▶ **Problem to work on**
Please repeat the whole listing verbatim.

======== Records ========

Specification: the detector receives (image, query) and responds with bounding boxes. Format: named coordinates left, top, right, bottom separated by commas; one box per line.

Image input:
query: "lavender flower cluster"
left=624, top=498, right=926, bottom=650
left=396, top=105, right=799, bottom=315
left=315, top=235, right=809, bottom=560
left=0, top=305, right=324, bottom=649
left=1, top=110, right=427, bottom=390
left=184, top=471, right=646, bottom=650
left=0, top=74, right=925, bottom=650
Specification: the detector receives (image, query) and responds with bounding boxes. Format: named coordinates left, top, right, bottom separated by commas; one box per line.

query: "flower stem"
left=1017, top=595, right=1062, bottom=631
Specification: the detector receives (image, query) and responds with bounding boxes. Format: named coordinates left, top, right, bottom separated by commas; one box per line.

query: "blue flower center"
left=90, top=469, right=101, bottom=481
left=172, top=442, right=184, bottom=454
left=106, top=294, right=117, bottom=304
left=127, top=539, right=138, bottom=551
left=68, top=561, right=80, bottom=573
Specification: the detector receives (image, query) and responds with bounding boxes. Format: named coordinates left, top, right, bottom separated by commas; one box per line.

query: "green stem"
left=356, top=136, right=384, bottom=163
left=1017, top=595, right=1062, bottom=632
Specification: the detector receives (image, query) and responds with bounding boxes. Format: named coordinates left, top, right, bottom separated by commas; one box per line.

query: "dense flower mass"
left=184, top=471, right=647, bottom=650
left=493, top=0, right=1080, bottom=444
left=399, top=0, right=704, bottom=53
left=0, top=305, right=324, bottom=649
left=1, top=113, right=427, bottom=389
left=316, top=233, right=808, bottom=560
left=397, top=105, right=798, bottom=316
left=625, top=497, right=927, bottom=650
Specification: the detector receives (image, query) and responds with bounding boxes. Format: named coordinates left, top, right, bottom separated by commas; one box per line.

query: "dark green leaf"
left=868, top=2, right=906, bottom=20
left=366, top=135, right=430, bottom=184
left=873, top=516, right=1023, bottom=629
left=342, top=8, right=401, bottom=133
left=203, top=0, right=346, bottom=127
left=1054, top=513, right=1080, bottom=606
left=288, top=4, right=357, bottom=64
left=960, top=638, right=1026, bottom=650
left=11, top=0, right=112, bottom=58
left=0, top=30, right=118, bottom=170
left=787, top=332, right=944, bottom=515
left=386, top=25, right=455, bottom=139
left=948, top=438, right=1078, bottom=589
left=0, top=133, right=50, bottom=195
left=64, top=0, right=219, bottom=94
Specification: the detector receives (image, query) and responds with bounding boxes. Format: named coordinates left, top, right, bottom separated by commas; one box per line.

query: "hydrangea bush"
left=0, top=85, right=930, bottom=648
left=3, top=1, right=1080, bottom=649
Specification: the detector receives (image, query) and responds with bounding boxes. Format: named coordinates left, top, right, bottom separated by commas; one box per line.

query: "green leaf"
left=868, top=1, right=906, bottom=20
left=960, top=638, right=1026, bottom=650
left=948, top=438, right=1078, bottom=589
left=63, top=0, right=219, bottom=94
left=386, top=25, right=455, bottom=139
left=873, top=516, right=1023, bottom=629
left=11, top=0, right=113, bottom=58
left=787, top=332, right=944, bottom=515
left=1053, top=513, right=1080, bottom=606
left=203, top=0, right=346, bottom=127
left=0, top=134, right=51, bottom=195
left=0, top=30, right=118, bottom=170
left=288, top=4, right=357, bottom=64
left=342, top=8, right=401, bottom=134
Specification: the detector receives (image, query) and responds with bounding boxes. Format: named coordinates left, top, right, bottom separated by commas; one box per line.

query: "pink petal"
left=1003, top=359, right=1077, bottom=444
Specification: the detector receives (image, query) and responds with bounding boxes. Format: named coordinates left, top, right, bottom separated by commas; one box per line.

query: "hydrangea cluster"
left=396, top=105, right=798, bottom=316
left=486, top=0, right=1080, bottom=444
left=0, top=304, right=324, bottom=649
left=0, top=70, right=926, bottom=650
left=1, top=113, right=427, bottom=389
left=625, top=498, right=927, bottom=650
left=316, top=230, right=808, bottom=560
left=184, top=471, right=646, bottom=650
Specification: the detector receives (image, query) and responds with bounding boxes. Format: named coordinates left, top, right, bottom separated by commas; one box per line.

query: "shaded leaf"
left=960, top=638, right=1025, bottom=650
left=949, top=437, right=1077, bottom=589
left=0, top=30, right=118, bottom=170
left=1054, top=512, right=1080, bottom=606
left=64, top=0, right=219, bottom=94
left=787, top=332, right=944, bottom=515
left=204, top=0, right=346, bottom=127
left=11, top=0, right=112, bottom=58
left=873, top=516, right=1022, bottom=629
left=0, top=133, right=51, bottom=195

========

▶ **Output below**
Specification: the detector receives (image, query) and responds with bounding boxes. Format: named coordinates left, top, right, bottom separated by commas; one box per line.

Image input:
query: "lavender flower cluster"
left=624, top=498, right=926, bottom=650
left=396, top=105, right=799, bottom=315
left=315, top=235, right=809, bottom=560
left=0, top=305, right=324, bottom=649
left=1, top=110, right=427, bottom=390
left=184, top=471, right=646, bottom=650
left=0, top=74, right=925, bottom=650
Specification: the detector receives (image, query) and responds with bounding boxes. Format: named coordinates left, top, right, bottom separated by commas; one box per line.

query: "flower stem"
left=1017, top=595, right=1062, bottom=631
Specification: the detector receives (image, query) and responds with bounding boxes. Format: named coordinates left, top, right, bottom separated by commas; one box per line.

query: "blue flower center"
left=90, top=469, right=101, bottom=481
left=172, top=442, right=184, bottom=454
left=106, top=294, right=117, bottom=304
left=127, top=539, right=138, bottom=551
left=68, top=561, right=80, bottom=573
Specification: the detector receives (image, query) and responds with bounding boxes. Format: named coordinates left, top, right, bottom separated by commas; one box per line.

query: "green stem"
left=356, top=136, right=384, bottom=163
left=1017, top=595, right=1062, bottom=632
Specification: the detector receives (image, query) and responds with bounding boxes. Format: named coordinates left, top, right, bottom separated by commas; one box per line.

query: "dense flower mass"
left=184, top=471, right=647, bottom=650
left=493, top=0, right=1080, bottom=444
left=399, top=0, right=704, bottom=53
left=0, top=305, right=324, bottom=649
left=1, top=113, right=427, bottom=389
left=316, top=233, right=808, bottom=560
left=397, top=105, right=798, bottom=316
left=625, top=497, right=927, bottom=650
Specification: the detector receives (image, query) and responds with bounding boxes. Format: named coordinates left, top, right, bottom separated by commas; one box per line.

query: "dark green leaf"
left=868, top=2, right=906, bottom=20
left=366, top=135, right=430, bottom=184
left=873, top=516, right=1023, bottom=629
left=342, top=8, right=401, bottom=133
left=203, top=0, right=346, bottom=127
left=1054, top=513, right=1080, bottom=606
left=288, top=4, right=357, bottom=64
left=960, top=638, right=1026, bottom=650
left=11, top=0, right=112, bottom=58
left=0, top=30, right=118, bottom=170
left=787, top=332, right=944, bottom=515
left=386, top=25, right=455, bottom=139
left=948, top=438, right=1078, bottom=589
left=0, top=133, right=50, bottom=195
left=64, top=0, right=219, bottom=94
Specification: the detector receives (image, query) and responds with bounding boxes. Format: named coordinates left, top, right, bottom separated by commas; one box per line.

query: "hydrangea bush"
left=0, top=85, right=930, bottom=648
left=3, top=1, right=1080, bottom=649
Specification: the detector receives (image, query) and responds with bounding boxes. Format: named coordinates left, top, right, bottom separated by commas; one box per line.

query: "green leaf"
left=868, top=1, right=906, bottom=20
left=960, top=638, right=1026, bottom=650
left=948, top=438, right=1078, bottom=589
left=63, top=0, right=219, bottom=94
left=386, top=25, right=455, bottom=139
left=873, top=516, right=1023, bottom=629
left=11, top=0, right=113, bottom=58
left=787, top=332, right=944, bottom=515
left=1053, top=513, right=1080, bottom=606
left=203, top=0, right=346, bottom=127
left=0, top=134, right=51, bottom=195
left=0, top=30, right=118, bottom=170
left=288, top=4, right=357, bottom=64
left=342, top=8, right=401, bottom=134
Specification: the detector receives (image, query) and responds with bounding boxes. Format: named coordinates left, top, right, bottom separated by commas; one box per line.

query: "pink petal"
left=1003, top=359, right=1077, bottom=444
Specification: the detector receives (image, query) and responds with bounding boxes. Format: named coordinates left, top, right, bottom separated by commas; one box per line.

query: "hydrangea cluster"
left=396, top=105, right=798, bottom=316
left=486, top=0, right=1080, bottom=444
left=0, top=304, right=324, bottom=649
left=0, top=70, right=926, bottom=650
left=1, top=113, right=427, bottom=389
left=625, top=498, right=927, bottom=650
left=316, top=230, right=808, bottom=560
left=184, top=471, right=646, bottom=650
Specification: the detector receives (image, query) and responds with bounding boxes. Format: named coordinates left, top, right, bottom separated by commas; one box per line.

query: "shaded leaf"
left=960, top=638, right=1025, bottom=650
left=949, top=437, right=1077, bottom=589
left=0, top=30, right=118, bottom=170
left=1054, top=512, right=1080, bottom=606
left=64, top=0, right=219, bottom=94
left=787, top=332, right=944, bottom=515
left=204, top=0, right=346, bottom=127
left=11, top=0, right=112, bottom=58
left=873, top=516, right=1022, bottom=629
left=0, top=133, right=51, bottom=195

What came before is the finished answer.